PROBLEM REQUIREMENTS:
Starting with the first line of the entries and continuing through the line with "51, 245, 167, 289", both included, reproduce every line, requests included. Multiply each coordinate in the answers by 2.6 and round to whole numbers, rounding halves up, but leave the requests and their sample coordinates unchanged.

[BEGIN DATA FOR THIS EXERCISE]

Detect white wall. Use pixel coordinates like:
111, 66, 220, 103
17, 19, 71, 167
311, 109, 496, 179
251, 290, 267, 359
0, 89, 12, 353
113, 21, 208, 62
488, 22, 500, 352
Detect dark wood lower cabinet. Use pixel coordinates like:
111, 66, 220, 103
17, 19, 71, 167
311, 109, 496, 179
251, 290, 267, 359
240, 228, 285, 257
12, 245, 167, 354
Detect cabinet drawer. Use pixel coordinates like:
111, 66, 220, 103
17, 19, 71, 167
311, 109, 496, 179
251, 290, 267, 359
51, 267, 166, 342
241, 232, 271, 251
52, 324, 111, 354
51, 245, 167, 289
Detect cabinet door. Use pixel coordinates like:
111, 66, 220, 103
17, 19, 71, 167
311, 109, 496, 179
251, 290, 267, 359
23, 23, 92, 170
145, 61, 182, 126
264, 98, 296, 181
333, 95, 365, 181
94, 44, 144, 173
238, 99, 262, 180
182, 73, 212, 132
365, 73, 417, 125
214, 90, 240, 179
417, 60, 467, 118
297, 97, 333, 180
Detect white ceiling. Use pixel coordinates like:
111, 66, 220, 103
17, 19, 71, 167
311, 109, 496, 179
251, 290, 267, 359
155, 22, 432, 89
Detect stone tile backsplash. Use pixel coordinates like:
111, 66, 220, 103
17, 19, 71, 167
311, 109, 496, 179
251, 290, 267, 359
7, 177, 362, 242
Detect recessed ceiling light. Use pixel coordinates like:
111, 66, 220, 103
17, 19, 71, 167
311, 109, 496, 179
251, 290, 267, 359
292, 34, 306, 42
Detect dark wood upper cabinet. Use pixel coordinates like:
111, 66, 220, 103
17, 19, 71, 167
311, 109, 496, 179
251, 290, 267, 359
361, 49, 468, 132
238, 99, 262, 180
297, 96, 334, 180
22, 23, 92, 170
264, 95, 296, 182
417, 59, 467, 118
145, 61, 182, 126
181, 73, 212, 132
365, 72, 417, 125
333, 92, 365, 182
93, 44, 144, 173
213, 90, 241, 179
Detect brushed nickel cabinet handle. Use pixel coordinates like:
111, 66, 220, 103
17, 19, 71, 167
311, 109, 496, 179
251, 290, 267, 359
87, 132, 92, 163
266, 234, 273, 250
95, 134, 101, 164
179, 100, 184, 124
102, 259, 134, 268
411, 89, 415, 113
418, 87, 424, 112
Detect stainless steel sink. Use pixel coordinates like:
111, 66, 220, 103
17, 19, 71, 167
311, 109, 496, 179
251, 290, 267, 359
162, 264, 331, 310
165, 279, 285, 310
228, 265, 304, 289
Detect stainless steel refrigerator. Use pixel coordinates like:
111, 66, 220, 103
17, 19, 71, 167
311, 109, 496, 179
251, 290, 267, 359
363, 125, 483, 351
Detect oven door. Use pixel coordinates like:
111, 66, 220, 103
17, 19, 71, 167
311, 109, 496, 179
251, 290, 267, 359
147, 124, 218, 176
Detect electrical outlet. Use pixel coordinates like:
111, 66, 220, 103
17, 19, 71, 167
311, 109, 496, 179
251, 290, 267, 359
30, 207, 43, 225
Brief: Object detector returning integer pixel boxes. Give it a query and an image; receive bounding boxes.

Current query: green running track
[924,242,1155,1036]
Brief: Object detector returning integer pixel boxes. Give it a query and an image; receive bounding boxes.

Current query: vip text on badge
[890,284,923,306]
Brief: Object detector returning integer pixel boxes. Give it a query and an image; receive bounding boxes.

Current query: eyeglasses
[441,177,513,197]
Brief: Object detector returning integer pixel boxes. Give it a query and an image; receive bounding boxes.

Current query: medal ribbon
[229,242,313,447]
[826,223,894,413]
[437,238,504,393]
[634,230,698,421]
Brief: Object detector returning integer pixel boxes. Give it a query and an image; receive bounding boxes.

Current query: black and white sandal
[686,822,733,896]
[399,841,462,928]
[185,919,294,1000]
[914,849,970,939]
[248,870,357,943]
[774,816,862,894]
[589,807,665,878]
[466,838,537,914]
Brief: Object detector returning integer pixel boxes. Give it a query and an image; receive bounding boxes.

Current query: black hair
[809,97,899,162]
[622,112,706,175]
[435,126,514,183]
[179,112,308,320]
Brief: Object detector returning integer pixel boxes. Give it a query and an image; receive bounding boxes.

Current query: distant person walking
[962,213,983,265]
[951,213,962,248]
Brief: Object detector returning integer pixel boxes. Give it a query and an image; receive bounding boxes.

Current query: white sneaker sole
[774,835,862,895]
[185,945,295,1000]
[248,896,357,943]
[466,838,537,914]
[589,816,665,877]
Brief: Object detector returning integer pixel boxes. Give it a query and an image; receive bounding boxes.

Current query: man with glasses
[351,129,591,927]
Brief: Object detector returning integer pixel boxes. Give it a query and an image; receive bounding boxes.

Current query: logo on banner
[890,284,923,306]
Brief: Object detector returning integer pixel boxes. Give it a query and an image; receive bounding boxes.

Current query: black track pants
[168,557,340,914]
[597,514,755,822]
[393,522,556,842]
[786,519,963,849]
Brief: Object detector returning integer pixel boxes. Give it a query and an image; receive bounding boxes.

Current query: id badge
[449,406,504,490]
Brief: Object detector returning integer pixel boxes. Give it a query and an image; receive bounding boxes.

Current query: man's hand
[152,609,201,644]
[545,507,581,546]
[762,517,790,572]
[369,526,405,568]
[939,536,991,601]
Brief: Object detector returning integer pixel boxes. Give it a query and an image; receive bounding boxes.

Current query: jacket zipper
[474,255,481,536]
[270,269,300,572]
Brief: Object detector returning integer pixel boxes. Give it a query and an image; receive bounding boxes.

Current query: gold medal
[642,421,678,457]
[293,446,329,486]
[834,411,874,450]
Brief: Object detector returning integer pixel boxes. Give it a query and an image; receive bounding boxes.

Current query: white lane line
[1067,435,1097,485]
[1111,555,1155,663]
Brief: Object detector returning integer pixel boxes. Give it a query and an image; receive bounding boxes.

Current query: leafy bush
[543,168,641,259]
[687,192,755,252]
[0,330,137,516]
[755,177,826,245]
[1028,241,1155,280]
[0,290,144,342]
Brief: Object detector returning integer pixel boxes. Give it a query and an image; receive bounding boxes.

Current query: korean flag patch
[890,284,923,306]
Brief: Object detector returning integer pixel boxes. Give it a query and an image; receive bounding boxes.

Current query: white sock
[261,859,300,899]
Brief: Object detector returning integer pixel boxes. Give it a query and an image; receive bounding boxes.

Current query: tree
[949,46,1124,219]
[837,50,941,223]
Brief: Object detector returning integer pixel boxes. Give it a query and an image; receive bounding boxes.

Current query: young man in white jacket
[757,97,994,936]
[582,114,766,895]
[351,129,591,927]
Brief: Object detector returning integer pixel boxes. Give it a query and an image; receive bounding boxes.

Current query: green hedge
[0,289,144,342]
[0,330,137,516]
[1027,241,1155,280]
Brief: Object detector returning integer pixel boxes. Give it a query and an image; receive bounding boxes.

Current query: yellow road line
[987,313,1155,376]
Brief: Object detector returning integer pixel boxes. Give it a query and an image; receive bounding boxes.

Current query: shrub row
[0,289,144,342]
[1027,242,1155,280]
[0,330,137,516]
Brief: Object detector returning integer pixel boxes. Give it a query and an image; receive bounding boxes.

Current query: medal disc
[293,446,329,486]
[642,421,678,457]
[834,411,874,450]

[END DATA FOR THIS EXERCISE]

RESULT FOR THIS EXERCISE:
Detect white wall. Use pixel coordinates like:
111, 66, 220, 103
17, 19, 71, 167
311, 109, 496, 179
251, 290, 267, 359
0, 231, 31, 918
294, 55, 541, 161
1269, 57, 1300, 915
Detect dark wood lower cabinet. Use pixel coordinates like:
111, 66, 220, 103
17, 19, 71, 167
311, 109, 496, 179
251, 290, 267, 359
624, 593, 741, 668
31, 637, 434, 920
Detect cabinet drawer. Use pixel coordinates like:
111, 66, 220, 103
17, 19, 71, 167
311, 109, 496, 179
251, 290, 267, 359
133, 694, 432, 889
627, 603, 705, 653
135, 842, 289, 920
133, 637, 434, 751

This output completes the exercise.